TO DO:
Give back exactly the lines from the line that contains "Question. For every instance of the white" to the last line of the listing below, inclusive, and no others.

+ + + + +

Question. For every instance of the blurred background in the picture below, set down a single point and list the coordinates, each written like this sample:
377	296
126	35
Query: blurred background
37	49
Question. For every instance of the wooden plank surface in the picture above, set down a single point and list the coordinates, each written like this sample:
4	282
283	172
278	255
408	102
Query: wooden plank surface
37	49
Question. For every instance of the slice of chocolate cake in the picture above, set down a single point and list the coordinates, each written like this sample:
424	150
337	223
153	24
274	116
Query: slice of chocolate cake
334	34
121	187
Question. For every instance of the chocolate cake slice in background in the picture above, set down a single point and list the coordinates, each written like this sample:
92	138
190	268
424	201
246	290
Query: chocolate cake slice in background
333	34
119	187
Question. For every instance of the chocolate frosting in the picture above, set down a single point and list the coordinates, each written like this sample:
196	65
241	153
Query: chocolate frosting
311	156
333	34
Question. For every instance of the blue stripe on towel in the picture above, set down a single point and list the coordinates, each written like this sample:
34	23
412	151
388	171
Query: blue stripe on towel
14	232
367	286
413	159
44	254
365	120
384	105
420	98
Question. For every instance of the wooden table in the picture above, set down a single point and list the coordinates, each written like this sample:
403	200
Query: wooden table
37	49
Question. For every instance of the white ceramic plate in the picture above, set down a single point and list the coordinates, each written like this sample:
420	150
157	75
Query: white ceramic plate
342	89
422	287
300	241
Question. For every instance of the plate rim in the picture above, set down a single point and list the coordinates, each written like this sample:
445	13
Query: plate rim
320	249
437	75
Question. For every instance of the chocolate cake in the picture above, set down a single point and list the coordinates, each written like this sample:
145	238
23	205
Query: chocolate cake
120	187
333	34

+ + + + +

ANSWER BOX:
Question. For every instance of the white ceramic plate in the picture above, set down a single point and list the coordinates, each written like this sample:
420	150
157	75
Query: white ceramic plate
342	89
422	287
300	241
Question. For every instance of the plate rim in the picture above, set down a single point and list the coordinates, each written like this sample:
445	13
Query: plate rim
320	249
437	75
Question. For every instance of the chocolate cake in the picture above, set down a single point and list the coordinates, each written like this sample:
145	238
23	205
Query: chocolate cake
120	187
333	34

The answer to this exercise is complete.